===== RECORDS FOR THIS EXERCISE =====

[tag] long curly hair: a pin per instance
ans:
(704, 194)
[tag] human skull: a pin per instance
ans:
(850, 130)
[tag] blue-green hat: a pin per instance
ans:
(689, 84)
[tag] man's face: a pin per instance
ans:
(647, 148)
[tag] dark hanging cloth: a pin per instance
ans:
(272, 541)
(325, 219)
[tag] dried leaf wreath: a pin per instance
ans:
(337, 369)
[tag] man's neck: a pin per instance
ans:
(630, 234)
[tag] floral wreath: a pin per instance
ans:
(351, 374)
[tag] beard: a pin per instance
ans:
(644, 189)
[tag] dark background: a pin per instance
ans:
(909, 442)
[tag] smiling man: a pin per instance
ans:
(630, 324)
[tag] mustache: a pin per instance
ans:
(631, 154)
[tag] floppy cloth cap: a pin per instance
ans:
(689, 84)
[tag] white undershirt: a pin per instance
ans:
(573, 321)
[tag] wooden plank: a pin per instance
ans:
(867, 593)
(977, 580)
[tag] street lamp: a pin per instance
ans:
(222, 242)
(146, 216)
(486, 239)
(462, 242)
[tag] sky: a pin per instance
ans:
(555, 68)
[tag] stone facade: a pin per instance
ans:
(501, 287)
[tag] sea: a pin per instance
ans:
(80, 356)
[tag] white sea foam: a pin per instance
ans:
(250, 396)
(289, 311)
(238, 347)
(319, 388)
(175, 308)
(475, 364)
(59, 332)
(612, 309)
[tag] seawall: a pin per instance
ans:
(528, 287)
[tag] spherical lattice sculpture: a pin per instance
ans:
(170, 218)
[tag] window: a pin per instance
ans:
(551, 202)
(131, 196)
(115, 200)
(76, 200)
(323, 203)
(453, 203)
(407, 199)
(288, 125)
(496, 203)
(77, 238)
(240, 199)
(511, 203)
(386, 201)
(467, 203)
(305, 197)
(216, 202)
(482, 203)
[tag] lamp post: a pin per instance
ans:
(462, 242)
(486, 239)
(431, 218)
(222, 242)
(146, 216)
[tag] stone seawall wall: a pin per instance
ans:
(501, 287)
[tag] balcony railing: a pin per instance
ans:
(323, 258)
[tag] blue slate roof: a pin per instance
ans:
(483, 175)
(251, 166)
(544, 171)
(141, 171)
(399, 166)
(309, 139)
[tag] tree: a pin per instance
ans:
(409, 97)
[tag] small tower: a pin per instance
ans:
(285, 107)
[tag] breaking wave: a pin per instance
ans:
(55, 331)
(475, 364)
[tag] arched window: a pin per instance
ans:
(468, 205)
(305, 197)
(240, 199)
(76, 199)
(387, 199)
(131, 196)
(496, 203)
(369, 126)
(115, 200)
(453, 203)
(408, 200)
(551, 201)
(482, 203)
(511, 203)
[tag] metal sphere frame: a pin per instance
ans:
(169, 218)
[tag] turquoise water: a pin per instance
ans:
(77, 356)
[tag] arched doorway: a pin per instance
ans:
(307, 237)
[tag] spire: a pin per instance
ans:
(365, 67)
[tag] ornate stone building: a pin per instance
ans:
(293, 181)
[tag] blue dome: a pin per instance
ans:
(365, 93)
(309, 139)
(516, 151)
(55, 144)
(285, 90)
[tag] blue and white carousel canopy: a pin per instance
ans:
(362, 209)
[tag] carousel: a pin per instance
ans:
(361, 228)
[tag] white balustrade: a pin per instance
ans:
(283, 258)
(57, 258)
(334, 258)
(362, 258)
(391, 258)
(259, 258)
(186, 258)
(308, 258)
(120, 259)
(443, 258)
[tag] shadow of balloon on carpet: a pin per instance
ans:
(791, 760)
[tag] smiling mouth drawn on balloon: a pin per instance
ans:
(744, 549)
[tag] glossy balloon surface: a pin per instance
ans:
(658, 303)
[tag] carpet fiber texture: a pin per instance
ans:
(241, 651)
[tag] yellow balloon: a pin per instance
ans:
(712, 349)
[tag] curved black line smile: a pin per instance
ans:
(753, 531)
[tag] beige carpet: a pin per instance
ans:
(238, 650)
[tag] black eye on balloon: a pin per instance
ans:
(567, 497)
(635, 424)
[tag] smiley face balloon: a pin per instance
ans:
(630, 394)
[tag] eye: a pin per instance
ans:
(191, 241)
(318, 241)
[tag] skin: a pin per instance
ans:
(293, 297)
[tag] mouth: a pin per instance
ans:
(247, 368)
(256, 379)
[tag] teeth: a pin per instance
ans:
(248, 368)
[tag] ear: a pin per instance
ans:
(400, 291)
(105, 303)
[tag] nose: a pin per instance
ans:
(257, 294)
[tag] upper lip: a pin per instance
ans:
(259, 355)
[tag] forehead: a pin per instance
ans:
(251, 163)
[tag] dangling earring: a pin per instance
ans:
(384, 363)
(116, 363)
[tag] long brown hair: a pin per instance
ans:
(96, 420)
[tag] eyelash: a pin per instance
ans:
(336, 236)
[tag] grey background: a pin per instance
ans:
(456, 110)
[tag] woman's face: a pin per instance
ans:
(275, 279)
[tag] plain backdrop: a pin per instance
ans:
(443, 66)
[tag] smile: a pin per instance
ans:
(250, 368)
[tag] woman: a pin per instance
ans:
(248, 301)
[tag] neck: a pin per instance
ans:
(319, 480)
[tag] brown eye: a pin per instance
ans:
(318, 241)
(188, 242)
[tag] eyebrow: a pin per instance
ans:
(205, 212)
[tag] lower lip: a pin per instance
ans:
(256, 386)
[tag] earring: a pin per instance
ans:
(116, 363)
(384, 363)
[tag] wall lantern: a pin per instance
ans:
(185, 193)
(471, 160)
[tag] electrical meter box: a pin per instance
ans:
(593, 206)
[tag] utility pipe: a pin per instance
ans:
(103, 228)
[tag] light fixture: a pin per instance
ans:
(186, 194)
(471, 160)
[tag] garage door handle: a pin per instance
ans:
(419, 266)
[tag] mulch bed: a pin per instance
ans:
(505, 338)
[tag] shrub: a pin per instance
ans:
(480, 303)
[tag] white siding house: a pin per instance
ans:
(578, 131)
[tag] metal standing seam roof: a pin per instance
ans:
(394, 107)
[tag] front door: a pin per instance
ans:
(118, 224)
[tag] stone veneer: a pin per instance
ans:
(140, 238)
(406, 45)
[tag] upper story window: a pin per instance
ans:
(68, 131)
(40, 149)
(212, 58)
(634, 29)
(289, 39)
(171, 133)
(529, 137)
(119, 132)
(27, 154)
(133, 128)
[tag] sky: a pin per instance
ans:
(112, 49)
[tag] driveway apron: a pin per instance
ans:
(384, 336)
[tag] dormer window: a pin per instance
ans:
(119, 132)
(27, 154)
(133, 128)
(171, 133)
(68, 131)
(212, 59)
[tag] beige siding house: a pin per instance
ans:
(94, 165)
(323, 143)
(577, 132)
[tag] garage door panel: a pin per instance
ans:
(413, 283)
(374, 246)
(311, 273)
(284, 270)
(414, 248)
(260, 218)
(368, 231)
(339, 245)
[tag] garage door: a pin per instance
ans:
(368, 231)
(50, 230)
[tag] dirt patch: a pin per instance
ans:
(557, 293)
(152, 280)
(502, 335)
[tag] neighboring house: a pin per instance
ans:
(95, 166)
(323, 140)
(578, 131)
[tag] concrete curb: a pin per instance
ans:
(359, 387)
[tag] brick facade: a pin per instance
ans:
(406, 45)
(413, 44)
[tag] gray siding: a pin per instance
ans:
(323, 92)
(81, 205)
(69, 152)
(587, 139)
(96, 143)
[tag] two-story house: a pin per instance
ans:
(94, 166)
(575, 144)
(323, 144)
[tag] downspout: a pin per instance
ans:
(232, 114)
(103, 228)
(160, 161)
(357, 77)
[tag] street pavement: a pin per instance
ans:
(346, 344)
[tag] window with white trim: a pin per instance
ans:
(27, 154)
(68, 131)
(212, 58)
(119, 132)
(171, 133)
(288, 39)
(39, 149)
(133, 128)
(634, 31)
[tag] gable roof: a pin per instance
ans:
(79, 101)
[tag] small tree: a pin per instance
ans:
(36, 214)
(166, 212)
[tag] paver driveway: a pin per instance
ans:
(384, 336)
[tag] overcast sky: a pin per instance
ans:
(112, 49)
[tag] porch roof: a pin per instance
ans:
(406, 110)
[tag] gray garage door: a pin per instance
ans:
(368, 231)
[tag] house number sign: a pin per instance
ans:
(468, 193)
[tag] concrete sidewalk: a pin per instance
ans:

=====

DESCRIPTION OF THE TASK » Please retype the data exactly as it stands, from its first line down to the line that contains "[tag] street lamp: a pin per instance", then stop.

ANSWER BOX »
[tag] long curly hair: a pin per instance
ans:
(704, 194)
[tag] human skull: a pin per instance
ans:
(850, 130)
[tag] blue-green hat: a pin per instance
ans:
(689, 84)
[tag] man's face: a pin per instance
ans:
(647, 148)
[tag] dark hanging cloth: a pin per instance
ans:
(272, 541)
(325, 219)
[tag] dried leaf wreath: a pin per instance
ans:
(337, 369)
[tag] man's neck: a pin per instance
ans:
(630, 234)
[tag] floral wreath: a pin per instance
ans:
(351, 374)
[tag] beard: a pin per instance
ans:
(644, 189)
[tag] dark background: a pin per instance
ans:
(909, 442)
[tag] smiling man: a pin per instance
ans:
(630, 324)
[tag] mustache: a pin per instance
ans:
(631, 154)
[tag] floppy cloth cap: a pin per instance
ans:
(689, 84)
[tag] white undershirt: a pin per instance
ans:
(573, 321)
[tag] wooden plank: a pin per instance
ans:
(867, 593)
(977, 580)
[tag] street lamp: a pin per instance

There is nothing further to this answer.